Images excluded, repeat each entry below exactly.

* Begin Material supplied *

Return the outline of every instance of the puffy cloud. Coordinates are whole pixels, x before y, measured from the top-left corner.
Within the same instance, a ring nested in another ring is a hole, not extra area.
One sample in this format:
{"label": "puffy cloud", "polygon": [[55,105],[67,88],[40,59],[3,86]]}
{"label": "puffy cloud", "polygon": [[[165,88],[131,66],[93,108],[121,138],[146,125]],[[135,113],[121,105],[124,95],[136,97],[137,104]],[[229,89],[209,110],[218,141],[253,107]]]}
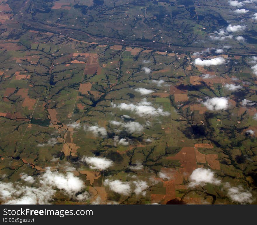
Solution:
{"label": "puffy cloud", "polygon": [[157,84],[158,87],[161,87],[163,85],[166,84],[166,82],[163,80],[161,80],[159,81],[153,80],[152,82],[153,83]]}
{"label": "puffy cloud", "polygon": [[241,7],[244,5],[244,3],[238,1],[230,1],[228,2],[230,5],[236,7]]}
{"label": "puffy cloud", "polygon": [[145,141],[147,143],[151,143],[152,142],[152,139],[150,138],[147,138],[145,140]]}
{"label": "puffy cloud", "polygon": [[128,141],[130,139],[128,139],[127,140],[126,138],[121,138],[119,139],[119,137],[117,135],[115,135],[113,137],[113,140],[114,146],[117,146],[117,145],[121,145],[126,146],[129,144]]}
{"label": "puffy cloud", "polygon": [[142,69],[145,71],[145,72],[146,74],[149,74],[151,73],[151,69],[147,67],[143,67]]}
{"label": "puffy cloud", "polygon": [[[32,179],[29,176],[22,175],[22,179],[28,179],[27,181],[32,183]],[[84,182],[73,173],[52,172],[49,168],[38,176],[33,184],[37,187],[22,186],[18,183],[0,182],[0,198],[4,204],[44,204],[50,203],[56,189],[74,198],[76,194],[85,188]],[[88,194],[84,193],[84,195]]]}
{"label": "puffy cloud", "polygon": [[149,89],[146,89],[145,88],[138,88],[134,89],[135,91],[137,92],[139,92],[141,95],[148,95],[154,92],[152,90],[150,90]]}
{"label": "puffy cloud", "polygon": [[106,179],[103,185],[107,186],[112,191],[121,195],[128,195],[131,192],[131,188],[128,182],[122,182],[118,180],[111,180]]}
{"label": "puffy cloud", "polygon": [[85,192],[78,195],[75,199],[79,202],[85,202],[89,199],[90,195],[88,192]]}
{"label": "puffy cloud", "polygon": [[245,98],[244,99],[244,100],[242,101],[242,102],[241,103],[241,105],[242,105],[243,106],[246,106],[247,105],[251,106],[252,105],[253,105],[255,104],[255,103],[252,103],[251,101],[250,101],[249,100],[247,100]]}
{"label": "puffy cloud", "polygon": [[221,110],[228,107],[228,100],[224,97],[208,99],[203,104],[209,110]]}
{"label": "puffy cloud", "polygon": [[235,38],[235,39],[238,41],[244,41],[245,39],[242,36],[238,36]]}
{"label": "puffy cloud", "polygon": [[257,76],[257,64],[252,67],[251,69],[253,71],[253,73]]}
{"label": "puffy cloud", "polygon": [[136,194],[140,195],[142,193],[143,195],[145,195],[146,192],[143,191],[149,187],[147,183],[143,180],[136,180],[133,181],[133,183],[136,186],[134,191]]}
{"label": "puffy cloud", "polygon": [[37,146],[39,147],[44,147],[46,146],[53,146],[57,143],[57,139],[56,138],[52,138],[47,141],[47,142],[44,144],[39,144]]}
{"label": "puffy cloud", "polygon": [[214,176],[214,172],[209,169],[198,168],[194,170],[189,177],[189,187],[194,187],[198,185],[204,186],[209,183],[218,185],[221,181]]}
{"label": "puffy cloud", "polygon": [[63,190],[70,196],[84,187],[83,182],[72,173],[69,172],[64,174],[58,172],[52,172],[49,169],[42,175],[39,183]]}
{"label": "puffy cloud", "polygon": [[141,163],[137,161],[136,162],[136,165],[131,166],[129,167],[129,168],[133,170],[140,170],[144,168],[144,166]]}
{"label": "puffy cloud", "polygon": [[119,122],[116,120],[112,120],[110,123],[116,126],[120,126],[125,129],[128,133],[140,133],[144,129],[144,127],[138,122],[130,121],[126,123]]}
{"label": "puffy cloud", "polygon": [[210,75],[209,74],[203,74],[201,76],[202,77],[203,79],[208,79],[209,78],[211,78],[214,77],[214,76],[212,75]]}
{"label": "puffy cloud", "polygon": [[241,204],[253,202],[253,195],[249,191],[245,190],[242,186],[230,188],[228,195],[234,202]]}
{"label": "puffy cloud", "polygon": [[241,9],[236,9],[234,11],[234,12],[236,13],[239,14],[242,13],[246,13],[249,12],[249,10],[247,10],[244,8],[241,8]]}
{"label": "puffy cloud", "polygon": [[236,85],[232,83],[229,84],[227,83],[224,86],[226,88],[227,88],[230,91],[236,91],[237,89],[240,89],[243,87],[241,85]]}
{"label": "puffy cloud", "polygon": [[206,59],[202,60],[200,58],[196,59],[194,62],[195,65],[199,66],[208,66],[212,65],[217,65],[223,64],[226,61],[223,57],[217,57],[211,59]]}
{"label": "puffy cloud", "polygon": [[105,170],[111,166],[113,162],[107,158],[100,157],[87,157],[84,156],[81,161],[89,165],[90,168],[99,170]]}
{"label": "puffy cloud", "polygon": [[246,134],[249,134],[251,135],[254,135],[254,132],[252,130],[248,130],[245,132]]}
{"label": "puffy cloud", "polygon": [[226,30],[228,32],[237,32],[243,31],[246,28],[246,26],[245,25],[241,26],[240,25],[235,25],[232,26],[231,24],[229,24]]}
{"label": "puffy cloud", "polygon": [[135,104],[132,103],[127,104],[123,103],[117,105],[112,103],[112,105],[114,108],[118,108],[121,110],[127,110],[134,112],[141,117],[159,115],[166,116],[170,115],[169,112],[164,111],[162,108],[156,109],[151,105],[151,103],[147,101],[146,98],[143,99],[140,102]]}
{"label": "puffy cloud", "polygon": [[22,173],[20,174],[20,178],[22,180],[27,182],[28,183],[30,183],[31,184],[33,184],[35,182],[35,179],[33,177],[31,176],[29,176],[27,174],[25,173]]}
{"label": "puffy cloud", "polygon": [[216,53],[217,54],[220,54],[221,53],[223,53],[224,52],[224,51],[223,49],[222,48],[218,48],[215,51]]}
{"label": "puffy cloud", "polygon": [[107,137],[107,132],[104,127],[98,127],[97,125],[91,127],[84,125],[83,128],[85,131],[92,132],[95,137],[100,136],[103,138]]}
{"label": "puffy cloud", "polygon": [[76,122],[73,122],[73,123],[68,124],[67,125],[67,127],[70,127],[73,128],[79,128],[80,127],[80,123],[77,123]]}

* End Material supplied *

Output of the exercise
Return the outline of every instance of the puffy cloud. Coordinates are whole pixels, x before y, measured from the top-left corner.
Within the same instance, a ring nested in another ring is a hole, not extra area.
One sample in this format:
{"label": "puffy cloud", "polygon": [[55,105],[67,88],[40,59],[3,86]]}
{"label": "puffy cloud", "polygon": [[[165,88],[131,66],[93,108],[121,138],[146,125]],[[135,113],[121,105],[124,95],[136,97],[137,104]],[[229,89],[209,110],[218,141],[253,107]]]}
Solution:
{"label": "puffy cloud", "polygon": [[157,84],[158,87],[161,87],[163,85],[166,84],[166,82],[163,80],[161,80],[159,81],[153,80],[152,82],[153,83]]}
{"label": "puffy cloud", "polygon": [[241,7],[244,5],[244,3],[238,1],[230,1],[228,2],[230,5],[236,7]]}
{"label": "puffy cloud", "polygon": [[145,141],[147,143],[151,143],[152,142],[152,139],[150,138],[147,138],[145,140]]}
{"label": "puffy cloud", "polygon": [[128,141],[130,139],[128,139],[127,140],[126,138],[121,138],[119,139],[119,137],[117,135],[115,135],[113,137],[113,140],[114,146],[117,146],[117,145],[121,145],[126,146],[129,144]]}
{"label": "puffy cloud", "polygon": [[142,69],[145,71],[145,72],[146,74],[149,74],[151,73],[151,69],[147,67],[143,67]]}
{"label": "puffy cloud", "polygon": [[[32,179],[29,176],[22,175],[22,179],[28,179],[27,181],[32,183]],[[84,182],[73,173],[52,172],[49,168],[38,176],[33,184],[37,187],[22,186],[18,183],[0,182],[0,198],[4,204],[44,204],[50,203],[56,189],[74,198],[76,194],[85,188]],[[88,194],[84,193],[84,195]]]}
{"label": "puffy cloud", "polygon": [[149,89],[146,89],[145,88],[138,88],[134,89],[135,91],[137,92],[139,92],[141,95],[148,95],[154,92],[152,90],[150,90]]}
{"label": "puffy cloud", "polygon": [[106,179],[103,185],[107,186],[112,191],[121,195],[128,195],[131,192],[131,188],[128,182],[122,182],[118,180],[111,180]]}
{"label": "puffy cloud", "polygon": [[85,192],[78,195],[75,199],[79,202],[85,202],[89,199],[90,195],[88,192]]}
{"label": "puffy cloud", "polygon": [[245,98],[244,99],[244,100],[242,101],[242,102],[241,103],[241,105],[242,105],[243,106],[246,106],[247,105],[251,106],[252,105],[253,105],[255,104],[255,103],[252,103],[251,101],[250,101],[249,100],[247,100]]}
{"label": "puffy cloud", "polygon": [[221,110],[228,107],[228,100],[224,97],[208,99],[203,104],[209,110]]}
{"label": "puffy cloud", "polygon": [[235,38],[235,39],[238,41],[244,41],[245,39],[242,36],[238,36]]}
{"label": "puffy cloud", "polygon": [[257,76],[257,64],[252,67],[251,69],[253,71],[253,73]]}
{"label": "puffy cloud", "polygon": [[136,194],[140,195],[142,193],[143,195],[145,195],[146,192],[143,191],[149,187],[147,183],[143,180],[136,180],[133,181],[133,183],[136,186],[134,191]]}
{"label": "puffy cloud", "polygon": [[37,146],[39,147],[44,147],[46,146],[53,146],[57,143],[57,139],[56,138],[52,138],[47,141],[47,142],[44,144],[39,144]]}
{"label": "puffy cloud", "polygon": [[214,176],[214,172],[209,169],[198,168],[194,170],[189,177],[189,187],[194,187],[198,185],[204,186],[209,183],[218,185],[221,181]]}
{"label": "puffy cloud", "polygon": [[63,190],[70,196],[84,187],[83,182],[72,173],[69,172],[64,174],[58,172],[52,172],[49,169],[42,175],[39,183]]}
{"label": "puffy cloud", "polygon": [[141,163],[137,161],[136,162],[136,165],[131,166],[129,167],[129,168],[133,170],[140,170],[144,168],[144,166]]}
{"label": "puffy cloud", "polygon": [[119,122],[116,120],[112,120],[110,123],[116,126],[120,126],[125,129],[128,133],[140,133],[144,129],[144,127],[138,122],[130,121],[126,123]]}
{"label": "puffy cloud", "polygon": [[210,75],[209,74],[203,74],[201,76],[202,77],[203,79],[208,79],[209,78],[211,78],[214,77],[214,76],[212,75]]}
{"label": "puffy cloud", "polygon": [[241,204],[253,202],[253,195],[249,191],[245,190],[242,186],[230,188],[228,195],[234,202]]}
{"label": "puffy cloud", "polygon": [[241,9],[236,9],[234,11],[234,12],[236,13],[239,14],[242,13],[246,13],[249,12],[249,10],[247,10],[244,8],[241,8]]}
{"label": "puffy cloud", "polygon": [[236,85],[232,83],[229,84],[227,83],[224,86],[226,88],[227,88],[230,91],[236,91],[237,89],[240,89],[243,87],[241,85]]}
{"label": "puffy cloud", "polygon": [[206,59],[202,60],[200,58],[196,59],[194,62],[195,65],[199,66],[208,66],[212,65],[217,65],[223,64],[226,61],[223,57],[217,57],[211,59]]}
{"label": "puffy cloud", "polygon": [[105,170],[111,166],[113,162],[107,158],[100,157],[87,157],[84,156],[81,161],[89,165],[90,168],[99,170]]}
{"label": "puffy cloud", "polygon": [[246,134],[249,134],[251,135],[254,135],[254,132],[252,130],[248,130],[245,132]]}
{"label": "puffy cloud", "polygon": [[226,30],[228,32],[237,32],[243,31],[246,28],[246,26],[245,25],[241,26],[240,25],[235,25],[232,26],[231,24],[229,24]]}
{"label": "puffy cloud", "polygon": [[135,104],[132,103],[127,104],[123,103],[117,105],[112,103],[112,105],[114,108],[118,108],[121,110],[127,110],[134,112],[141,117],[159,115],[166,116],[170,115],[169,112],[164,111],[162,108],[156,109],[151,105],[151,103],[147,101],[146,98],[143,99],[140,102]]}
{"label": "puffy cloud", "polygon": [[22,173],[20,174],[20,178],[22,180],[27,182],[28,183],[30,183],[31,184],[33,184],[35,182],[35,179],[33,177],[31,176],[29,176],[27,174],[25,173]]}
{"label": "puffy cloud", "polygon": [[216,53],[217,54],[220,54],[221,53],[223,53],[224,52],[224,51],[223,49],[222,48],[218,48],[215,51]]}
{"label": "puffy cloud", "polygon": [[107,137],[107,132],[104,127],[98,127],[97,125],[91,127],[84,125],[83,128],[85,131],[92,132],[95,137],[100,136],[103,138]]}
{"label": "puffy cloud", "polygon": [[76,122],[73,122],[73,123],[68,124],[67,125],[67,127],[70,127],[73,128],[79,128],[80,127],[80,123],[77,123]]}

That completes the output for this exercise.